EXERCISE: Please write out the listing below from its first line through the line holding "pixel 180 108", inclusive, reproducing each line exactly.
>>>>
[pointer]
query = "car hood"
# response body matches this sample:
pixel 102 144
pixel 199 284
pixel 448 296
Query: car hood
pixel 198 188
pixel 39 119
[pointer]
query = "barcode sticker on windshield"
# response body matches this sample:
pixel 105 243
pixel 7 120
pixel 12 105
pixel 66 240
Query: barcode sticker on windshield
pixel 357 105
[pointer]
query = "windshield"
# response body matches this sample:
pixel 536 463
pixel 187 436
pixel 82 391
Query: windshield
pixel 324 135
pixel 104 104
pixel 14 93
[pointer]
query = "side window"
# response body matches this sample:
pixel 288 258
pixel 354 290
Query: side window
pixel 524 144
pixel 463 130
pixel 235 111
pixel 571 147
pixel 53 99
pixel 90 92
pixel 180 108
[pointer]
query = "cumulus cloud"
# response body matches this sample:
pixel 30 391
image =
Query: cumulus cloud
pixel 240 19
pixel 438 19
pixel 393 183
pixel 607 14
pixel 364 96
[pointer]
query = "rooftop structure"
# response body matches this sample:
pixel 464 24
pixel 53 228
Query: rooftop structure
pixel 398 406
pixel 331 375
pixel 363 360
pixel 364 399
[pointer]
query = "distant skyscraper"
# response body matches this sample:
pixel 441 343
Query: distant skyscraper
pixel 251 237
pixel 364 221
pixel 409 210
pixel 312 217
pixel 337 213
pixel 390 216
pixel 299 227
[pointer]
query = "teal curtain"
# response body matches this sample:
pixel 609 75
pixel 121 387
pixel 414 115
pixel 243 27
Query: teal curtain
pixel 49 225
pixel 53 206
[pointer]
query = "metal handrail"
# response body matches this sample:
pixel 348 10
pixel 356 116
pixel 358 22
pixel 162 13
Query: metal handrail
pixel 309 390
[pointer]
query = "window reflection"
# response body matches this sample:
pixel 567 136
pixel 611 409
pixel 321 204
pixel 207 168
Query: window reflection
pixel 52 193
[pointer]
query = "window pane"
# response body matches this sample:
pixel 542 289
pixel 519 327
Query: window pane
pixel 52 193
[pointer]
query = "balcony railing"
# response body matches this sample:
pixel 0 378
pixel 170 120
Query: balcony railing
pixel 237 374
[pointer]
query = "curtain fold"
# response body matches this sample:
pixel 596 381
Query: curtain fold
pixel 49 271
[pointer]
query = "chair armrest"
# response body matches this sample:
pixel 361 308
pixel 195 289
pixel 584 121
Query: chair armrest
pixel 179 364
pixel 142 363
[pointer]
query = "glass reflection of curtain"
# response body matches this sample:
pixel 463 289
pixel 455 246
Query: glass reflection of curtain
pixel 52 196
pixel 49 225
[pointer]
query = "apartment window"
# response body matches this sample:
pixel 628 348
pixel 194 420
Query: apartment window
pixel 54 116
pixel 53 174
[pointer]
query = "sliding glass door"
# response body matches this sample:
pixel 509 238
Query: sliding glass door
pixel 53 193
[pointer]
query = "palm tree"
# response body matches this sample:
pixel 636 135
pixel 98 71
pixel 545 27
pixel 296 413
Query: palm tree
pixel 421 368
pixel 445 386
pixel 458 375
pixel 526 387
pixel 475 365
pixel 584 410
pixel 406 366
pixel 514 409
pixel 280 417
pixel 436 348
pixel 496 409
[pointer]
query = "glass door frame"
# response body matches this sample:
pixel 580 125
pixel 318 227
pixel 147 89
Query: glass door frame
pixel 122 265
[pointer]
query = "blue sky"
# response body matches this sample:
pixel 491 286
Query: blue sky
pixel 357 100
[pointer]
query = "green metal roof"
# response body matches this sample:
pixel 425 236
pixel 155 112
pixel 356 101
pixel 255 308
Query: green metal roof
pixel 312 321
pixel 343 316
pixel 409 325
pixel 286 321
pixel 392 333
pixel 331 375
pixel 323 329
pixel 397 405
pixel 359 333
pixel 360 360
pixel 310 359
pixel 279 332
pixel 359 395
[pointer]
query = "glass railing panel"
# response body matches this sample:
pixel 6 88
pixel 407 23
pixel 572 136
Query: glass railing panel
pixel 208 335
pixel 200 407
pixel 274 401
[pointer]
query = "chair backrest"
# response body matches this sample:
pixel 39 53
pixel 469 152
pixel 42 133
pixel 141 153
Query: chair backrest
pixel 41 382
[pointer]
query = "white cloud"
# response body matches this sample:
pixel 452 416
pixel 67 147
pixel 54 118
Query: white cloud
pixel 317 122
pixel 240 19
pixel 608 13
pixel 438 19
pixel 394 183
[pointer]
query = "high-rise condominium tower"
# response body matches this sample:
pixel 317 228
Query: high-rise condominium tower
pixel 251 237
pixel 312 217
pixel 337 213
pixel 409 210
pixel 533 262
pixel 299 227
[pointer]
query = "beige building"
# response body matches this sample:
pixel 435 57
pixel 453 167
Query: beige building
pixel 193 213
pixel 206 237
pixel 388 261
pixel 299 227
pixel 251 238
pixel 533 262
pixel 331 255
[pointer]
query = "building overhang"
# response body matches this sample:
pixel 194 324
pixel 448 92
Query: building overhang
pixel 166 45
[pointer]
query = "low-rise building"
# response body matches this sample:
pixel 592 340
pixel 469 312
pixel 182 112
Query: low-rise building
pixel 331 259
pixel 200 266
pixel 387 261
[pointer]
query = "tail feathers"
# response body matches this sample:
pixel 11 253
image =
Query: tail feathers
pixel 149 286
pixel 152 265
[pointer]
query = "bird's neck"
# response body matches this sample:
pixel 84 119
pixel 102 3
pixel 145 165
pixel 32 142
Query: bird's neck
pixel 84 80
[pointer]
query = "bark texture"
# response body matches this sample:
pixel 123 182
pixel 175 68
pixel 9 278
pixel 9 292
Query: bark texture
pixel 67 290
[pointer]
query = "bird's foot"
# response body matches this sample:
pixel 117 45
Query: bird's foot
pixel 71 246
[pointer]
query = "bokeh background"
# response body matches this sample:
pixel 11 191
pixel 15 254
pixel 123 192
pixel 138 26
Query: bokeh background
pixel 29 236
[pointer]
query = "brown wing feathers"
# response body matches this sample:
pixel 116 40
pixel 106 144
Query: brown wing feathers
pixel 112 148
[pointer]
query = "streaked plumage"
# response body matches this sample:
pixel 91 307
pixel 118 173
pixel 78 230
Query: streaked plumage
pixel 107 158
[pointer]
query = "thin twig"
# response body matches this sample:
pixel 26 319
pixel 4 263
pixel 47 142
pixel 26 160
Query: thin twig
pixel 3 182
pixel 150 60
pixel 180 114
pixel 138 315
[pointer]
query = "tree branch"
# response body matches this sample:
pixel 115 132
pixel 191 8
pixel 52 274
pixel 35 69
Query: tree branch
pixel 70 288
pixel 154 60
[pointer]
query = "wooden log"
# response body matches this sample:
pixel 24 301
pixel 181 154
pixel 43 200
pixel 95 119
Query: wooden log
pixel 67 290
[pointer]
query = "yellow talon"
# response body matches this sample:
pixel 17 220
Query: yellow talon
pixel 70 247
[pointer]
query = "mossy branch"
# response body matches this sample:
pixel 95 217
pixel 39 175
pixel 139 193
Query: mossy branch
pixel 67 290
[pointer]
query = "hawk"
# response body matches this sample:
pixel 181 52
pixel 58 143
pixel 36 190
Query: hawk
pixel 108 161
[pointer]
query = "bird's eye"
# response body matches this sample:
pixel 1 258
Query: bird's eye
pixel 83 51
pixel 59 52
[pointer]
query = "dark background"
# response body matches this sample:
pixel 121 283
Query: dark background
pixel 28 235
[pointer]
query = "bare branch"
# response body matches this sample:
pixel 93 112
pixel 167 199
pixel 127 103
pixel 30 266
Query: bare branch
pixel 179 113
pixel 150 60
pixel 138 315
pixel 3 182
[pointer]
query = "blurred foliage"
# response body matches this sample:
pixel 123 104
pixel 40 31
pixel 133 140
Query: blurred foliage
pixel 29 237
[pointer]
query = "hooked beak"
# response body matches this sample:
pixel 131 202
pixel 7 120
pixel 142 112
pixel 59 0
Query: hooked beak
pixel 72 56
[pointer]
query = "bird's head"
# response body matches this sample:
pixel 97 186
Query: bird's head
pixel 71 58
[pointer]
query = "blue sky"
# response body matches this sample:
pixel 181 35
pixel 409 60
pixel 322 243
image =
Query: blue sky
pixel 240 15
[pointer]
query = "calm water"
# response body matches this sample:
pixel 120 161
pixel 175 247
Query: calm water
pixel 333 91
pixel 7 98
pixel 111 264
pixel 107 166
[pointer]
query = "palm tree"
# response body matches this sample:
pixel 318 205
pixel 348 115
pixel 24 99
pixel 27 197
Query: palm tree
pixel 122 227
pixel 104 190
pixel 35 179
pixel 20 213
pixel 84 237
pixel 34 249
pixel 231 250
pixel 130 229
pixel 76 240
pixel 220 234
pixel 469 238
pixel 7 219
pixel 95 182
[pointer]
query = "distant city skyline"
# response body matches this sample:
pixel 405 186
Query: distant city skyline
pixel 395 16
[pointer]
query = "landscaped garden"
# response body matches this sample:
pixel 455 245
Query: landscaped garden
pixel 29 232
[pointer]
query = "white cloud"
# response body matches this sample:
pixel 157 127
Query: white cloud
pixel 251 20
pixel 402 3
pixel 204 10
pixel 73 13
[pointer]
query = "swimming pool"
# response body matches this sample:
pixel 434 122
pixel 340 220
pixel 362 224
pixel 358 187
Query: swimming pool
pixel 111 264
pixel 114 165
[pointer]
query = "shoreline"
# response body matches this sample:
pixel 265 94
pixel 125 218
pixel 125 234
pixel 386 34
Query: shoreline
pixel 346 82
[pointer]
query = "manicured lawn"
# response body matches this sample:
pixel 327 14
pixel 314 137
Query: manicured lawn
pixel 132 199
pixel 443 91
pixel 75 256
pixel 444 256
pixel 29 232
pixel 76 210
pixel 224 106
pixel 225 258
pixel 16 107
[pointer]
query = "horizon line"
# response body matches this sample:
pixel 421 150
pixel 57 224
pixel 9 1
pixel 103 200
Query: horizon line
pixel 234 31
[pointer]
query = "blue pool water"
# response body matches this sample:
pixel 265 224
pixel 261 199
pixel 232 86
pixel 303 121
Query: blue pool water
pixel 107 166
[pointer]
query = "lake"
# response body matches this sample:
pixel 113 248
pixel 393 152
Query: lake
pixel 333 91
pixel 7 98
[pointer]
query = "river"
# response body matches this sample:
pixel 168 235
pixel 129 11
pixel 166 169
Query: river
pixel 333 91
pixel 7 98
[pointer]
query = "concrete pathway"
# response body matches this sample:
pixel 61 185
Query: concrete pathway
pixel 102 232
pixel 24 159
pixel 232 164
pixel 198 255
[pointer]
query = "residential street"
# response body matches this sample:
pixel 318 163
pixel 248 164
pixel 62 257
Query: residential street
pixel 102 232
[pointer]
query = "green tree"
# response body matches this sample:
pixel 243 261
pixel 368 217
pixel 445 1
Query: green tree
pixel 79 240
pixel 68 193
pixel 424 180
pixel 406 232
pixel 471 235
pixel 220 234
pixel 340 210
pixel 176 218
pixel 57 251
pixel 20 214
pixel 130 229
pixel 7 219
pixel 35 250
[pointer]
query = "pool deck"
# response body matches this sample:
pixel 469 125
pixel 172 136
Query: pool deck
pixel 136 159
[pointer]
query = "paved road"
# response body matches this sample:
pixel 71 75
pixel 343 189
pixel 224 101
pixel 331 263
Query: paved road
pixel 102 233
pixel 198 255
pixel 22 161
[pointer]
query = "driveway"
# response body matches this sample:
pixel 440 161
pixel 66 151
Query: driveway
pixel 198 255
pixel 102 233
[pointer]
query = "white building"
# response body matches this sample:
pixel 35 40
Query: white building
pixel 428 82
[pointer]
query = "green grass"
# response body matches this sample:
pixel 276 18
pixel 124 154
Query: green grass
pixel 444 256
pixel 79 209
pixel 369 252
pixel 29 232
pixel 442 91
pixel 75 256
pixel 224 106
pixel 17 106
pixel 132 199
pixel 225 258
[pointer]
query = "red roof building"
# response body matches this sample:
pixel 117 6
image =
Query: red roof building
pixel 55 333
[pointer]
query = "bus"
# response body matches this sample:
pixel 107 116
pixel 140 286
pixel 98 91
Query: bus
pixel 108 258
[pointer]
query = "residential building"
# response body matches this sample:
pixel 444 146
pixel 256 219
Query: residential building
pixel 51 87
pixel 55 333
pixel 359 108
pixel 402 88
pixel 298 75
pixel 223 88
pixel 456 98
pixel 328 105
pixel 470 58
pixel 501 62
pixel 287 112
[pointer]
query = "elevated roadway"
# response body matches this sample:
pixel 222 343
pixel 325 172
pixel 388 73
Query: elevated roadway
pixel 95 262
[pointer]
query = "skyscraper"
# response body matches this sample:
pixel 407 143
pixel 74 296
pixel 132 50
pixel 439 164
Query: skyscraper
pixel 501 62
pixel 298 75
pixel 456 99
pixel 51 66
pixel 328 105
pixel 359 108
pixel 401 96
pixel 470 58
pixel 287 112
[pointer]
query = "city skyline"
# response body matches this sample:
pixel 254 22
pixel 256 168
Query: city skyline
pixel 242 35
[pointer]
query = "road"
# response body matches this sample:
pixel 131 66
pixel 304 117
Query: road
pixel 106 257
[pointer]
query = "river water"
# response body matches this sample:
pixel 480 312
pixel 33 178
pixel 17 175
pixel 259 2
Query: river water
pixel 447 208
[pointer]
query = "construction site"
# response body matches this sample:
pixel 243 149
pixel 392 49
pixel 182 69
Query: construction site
<<<<
REPLY:
[pointer]
query = "car hood"
# response body matches this sample:
pixel 102 144
pixel 199 284
pixel 448 296
Query: car hood
pixel 198 188
pixel 39 119
[pointer]
query = "barcode sticker on windshield"
# response body matches this sample:
pixel 105 243
pixel 7 120
pixel 12 105
pixel 66 240
Query: barcode sticker on windshield
pixel 357 105
[pointer]
query = "windshield"
# response body matches this sample:
pixel 536 463
pixel 187 436
pixel 82 391
Query: windshield
pixel 324 135
pixel 104 104
pixel 14 93
[pointer]
query = "side window"
# response body matches this sample:
pixel 288 258
pixel 354 290
Query: side window
pixel 524 144
pixel 463 130
pixel 235 111
pixel 571 147
pixel 53 99
pixel 90 92
pixel 180 108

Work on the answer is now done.